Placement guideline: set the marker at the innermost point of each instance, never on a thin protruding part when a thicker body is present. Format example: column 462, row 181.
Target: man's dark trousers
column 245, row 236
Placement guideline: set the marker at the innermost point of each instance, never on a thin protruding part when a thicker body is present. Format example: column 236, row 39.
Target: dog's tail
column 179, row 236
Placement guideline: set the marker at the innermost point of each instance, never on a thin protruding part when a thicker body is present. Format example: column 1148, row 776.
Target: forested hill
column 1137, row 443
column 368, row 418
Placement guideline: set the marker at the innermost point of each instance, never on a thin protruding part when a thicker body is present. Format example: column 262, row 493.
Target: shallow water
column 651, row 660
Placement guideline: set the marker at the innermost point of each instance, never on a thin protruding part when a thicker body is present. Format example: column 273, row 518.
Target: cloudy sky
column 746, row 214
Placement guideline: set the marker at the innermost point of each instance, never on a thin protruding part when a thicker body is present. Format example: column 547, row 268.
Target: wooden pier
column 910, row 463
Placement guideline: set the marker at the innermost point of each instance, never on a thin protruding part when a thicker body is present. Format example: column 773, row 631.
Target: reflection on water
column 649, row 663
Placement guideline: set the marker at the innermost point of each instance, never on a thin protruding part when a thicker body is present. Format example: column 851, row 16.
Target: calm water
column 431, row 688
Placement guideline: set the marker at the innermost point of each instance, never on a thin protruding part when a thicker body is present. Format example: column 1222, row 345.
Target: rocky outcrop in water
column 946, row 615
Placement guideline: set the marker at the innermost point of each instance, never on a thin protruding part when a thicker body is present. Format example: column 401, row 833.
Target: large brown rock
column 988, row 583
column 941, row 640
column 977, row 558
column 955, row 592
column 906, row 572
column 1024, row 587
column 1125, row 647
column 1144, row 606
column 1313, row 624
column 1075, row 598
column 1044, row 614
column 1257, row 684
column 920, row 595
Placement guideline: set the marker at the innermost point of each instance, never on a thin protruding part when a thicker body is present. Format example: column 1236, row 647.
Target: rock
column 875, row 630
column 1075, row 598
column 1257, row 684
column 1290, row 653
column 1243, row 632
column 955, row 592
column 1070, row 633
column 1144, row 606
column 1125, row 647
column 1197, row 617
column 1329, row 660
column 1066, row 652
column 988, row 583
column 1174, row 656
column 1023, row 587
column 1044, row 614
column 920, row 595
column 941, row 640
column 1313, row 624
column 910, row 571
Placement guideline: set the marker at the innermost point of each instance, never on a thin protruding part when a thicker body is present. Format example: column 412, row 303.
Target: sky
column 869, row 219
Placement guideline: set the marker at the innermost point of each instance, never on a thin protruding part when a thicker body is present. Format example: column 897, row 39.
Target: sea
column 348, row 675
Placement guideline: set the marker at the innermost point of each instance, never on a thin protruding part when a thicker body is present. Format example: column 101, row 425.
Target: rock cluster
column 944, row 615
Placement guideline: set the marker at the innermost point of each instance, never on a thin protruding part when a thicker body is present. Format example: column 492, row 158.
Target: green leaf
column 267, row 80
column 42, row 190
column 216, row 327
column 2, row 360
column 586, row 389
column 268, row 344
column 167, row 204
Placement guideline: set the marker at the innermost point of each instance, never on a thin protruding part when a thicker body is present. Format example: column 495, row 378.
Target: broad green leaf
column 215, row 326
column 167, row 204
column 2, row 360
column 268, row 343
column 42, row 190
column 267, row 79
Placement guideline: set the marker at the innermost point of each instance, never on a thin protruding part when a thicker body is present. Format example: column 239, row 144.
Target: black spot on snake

::::

Quote exactly the first line of the entries and every line after it, stopping with the line that contains "1148, row 776.".

Exercise output:
Placement guideline: set the marker at the innermost point of each instance, never on a thin protruding part when a thicker body is present. Format example: column 462, row 181.
Target: man's dark trousers
column 245, row 236
Placement guideline: set the marker at the innermost point of each instance, never on a thin protruding part when a thicker body is present. Format example: column 236, row 39.
Target: dog's tail
column 179, row 236
Placement guideline: set the marker at the innermost point of each instance, never on a thin protruding part when a thicker body is present. Format example: column 1148, row 776.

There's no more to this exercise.